### Work required
Apart from the pictures, which must be omitted, restate the data exactly.

### Text-to-region grounding data
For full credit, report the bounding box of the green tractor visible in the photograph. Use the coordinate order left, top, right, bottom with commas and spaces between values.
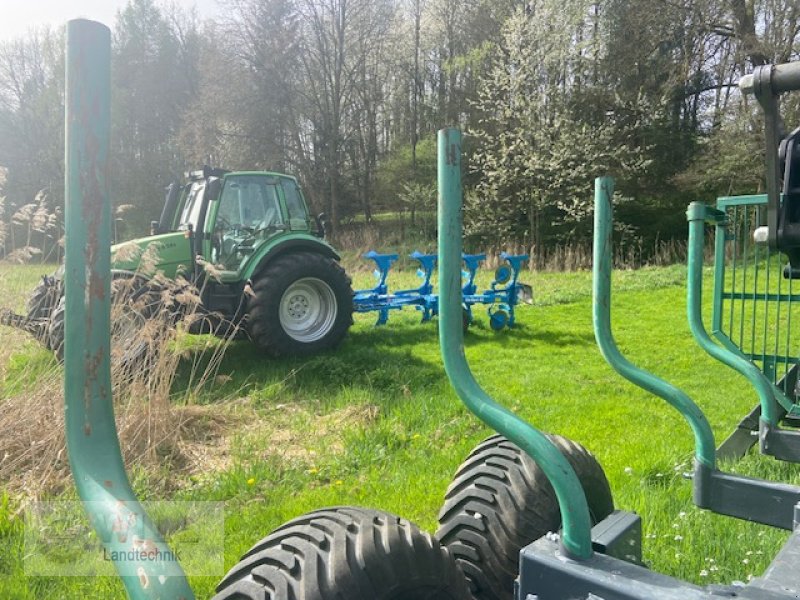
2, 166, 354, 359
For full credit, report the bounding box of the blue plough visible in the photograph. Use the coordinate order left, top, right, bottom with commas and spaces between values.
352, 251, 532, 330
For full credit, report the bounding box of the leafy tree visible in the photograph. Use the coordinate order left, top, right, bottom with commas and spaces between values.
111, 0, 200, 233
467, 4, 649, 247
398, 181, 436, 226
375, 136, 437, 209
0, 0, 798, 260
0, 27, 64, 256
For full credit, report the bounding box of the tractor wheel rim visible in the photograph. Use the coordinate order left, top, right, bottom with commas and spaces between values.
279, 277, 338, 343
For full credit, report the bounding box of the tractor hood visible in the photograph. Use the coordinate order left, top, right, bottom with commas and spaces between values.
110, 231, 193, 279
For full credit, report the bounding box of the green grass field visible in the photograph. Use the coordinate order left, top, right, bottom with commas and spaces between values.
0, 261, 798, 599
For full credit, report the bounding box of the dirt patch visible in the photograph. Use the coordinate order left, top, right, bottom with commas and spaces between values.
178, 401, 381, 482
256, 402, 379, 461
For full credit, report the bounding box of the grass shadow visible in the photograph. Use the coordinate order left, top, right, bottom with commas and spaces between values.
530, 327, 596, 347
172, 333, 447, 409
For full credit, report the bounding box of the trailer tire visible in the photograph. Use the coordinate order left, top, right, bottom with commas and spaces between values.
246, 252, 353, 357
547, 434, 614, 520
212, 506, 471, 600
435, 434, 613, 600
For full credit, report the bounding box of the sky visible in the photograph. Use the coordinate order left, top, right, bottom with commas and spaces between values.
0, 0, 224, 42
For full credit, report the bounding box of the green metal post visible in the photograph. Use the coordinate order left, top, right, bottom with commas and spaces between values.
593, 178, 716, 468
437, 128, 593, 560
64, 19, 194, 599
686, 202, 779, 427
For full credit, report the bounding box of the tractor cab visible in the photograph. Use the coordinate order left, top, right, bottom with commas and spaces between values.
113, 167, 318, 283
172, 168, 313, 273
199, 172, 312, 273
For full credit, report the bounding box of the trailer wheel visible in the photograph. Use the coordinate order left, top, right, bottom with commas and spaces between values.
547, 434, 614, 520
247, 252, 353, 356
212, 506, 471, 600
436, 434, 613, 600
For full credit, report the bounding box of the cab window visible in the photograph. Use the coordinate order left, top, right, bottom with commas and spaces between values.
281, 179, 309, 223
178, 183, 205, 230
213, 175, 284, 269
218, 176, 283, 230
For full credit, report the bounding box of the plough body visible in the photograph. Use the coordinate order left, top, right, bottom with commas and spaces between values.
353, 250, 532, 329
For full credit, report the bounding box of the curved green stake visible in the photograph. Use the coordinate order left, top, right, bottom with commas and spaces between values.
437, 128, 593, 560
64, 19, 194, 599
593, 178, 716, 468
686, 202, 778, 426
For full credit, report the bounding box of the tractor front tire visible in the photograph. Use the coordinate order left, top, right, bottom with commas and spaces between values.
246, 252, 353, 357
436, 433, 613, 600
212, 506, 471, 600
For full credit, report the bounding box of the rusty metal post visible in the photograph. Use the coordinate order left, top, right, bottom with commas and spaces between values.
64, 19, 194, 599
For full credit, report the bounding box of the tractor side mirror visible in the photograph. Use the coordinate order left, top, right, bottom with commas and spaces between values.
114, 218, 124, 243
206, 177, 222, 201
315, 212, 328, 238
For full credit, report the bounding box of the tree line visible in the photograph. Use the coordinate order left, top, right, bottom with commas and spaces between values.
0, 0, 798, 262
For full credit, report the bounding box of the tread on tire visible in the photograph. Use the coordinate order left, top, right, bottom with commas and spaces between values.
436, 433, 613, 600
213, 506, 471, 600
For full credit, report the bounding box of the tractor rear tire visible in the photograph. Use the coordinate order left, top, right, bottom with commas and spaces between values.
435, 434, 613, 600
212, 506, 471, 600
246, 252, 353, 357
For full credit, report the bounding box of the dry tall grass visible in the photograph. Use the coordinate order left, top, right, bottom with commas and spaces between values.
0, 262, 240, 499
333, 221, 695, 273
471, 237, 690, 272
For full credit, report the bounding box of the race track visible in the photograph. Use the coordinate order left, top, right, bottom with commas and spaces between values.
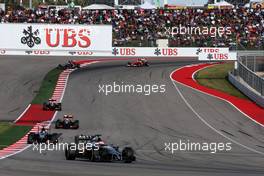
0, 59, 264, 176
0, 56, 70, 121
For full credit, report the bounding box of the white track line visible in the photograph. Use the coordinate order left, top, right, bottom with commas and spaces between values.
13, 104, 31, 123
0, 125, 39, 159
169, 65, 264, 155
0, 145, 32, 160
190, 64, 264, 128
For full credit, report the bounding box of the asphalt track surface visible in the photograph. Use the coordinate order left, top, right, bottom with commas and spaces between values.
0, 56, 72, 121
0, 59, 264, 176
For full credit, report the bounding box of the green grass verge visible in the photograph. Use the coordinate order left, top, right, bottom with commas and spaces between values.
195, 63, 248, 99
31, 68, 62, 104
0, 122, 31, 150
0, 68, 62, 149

### Final answer
For full credit, report the bounding box of the green tractor visible in the photograph. Use the coordinate order left, top, right, bottom with commas and spaces between values.
2, 166, 354, 359
For full credit, report the bounding box of the blue plough visible in the photograph. Use the coordinate order left, top, right, bottom with commas and spaces between values.
352, 251, 532, 330
For full credit, report the bounding box of the leafy tree visible in the photograph. Use the coordinate order left, top, right, bottom with commas and spaces between values.
111, 0, 200, 233
467, 4, 649, 247
398, 181, 436, 226
375, 136, 437, 209
0, 0, 798, 260
0, 27, 64, 256
For full credit, report the bounding box of the tractor wheel rim visible in the photograph. Use the coordinate order left, top, right, bottom with commas and spaces between values.
279, 277, 338, 343
For full credit, report the bounding box of the tractor hood visible in the photograph. Use the coordinate order left, top, right, bottom with commas and spaces between values.
110, 231, 193, 279
For full credit, report the bounding box of the green grass field visible in the photograph. Use the coordinate order left, top, right, bottom with commas and spaces between values.
0, 261, 798, 599
For full credit, report the bounding box of the dirt patch visible in the photograph. Use the coordinate order left, top, right, bottom with commas and spaces between values.
178, 401, 381, 482
256, 402, 379, 461
For full credit, report the bounding box of the grass shadow visible in the photograph. Use the coordinate order left, top, right, bottom with commas and spaces between values.
530, 327, 596, 347
172, 333, 447, 409
For full credit, report the bounding box of the trailer tire visible in the photograph. Use the coordinate order left, top, right, bottom with commas and spaces between values.
246, 252, 353, 357
547, 434, 614, 520
212, 506, 471, 600
435, 434, 613, 600
For full credit, report the bounding box of the sky visible in the photograph. Use the coordinate order left, top, right, bottom with commas and spaces between values.
0, 0, 224, 42
For full credit, report the bounding box of the green metal post visible in the photograph. Use the coordinate order left, top, right, bottom with commas and spaces between values.
593, 178, 716, 468
437, 128, 593, 560
64, 19, 194, 599
686, 202, 779, 427
For full credit, report the bounding box of the tractor cab visible in the photograph. Use the coordinate order left, top, right, bottom with commas and spaces between values.
113, 167, 318, 283
172, 168, 313, 273
199, 172, 312, 273
For full credit, report the bounding box of the trailer wheel visible in the photograph. Use the coordinate order left, top, right, bottom with commas and spaces between values.
547, 434, 614, 520
247, 252, 353, 356
212, 506, 471, 600
436, 434, 613, 600
For full credit, report the bounding box of the cab window visible in the photograph. Use the coordinate order left, top, right, bottom with commas and spaces between values.
281, 179, 309, 223
178, 183, 205, 230
213, 175, 284, 269
218, 176, 283, 230
For full credit, report the bounding box of the plough body visible in the photograph. Use the coordinate order left, top, right, bottom with commas and spaces between values.
353, 250, 532, 329
For full credit, report the bounding box of the curved green stake visible in the photograph. Use the coordinate order left, top, right, bottom with commas and spaces between values.
437, 128, 593, 560
64, 19, 194, 599
593, 178, 716, 468
686, 202, 778, 426
For full credit, report the bounding box of the tractor front tire visible in the photograph. Use the coordinate order left, top, right, bottom with commas and spaces between values.
246, 252, 353, 357
436, 433, 613, 600
212, 506, 471, 600
For full credit, report the bounding box of the rusty metal post visible in the photograph. Use the coordinate order left, top, right, bottom with commas and spaces between values.
64, 19, 194, 599
For full credit, report the bounding box of the tractor side mirror visible in the photograph. Use the coordinate order left, top, right, bottom with commas and spaces between values.
114, 218, 124, 243
206, 177, 222, 201
315, 212, 328, 238
For full credit, report the bounding box of the tree line visible in the photograph. Use the coordinate order left, top, right, bottom with commas and spaces between values.
0, 0, 798, 262
For full credit, report the bounding box of the tread on tire visible in the photograph. Use the coordinate order left, top, right, bottom with commas and spaces between values.
436, 433, 613, 600
213, 506, 471, 600
For full credit, report the bounding box of the tractor rear tire visible in the photograph. Use the coordinate order left, top, right, bottom with commas and spaces between values.
435, 434, 613, 600
212, 506, 471, 600
246, 252, 353, 357
For full credit, report the bounding box of the dry tall grass visible in the photograph. Use the coordinate order left, top, right, bottom with commas and spaces between values.
0, 262, 240, 499
333, 221, 695, 273
471, 237, 690, 272
For full credit, report the bounding box of the race track visible in the photograph. Use the coordinate order left, top, right, bottom with commas and spaces between values.
0, 59, 264, 176
0, 56, 70, 121
For full credit, report the bounding box of the white track line visible in the photograph. Use the coordinate order left, top, right, bottom with commas and spaces between values.
13, 104, 31, 123
0, 125, 39, 159
169, 65, 264, 155
0, 145, 32, 160
190, 64, 264, 128
For full credit, report the bounding box of the asphalt track surface visible in the photograph. Use the coordinate order left, top, right, bottom with commas and spaces between values.
0, 56, 72, 121
0, 59, 264, 176
For full credit, report the bounding box of the green grass verge visible in the photograph. Use the coordinate order left, top, right, bottom with commas and spaces between values.
195, 63, 248, 99
31, 68, 62, 104
0, 122, 31, 150
0, 68, 62, 149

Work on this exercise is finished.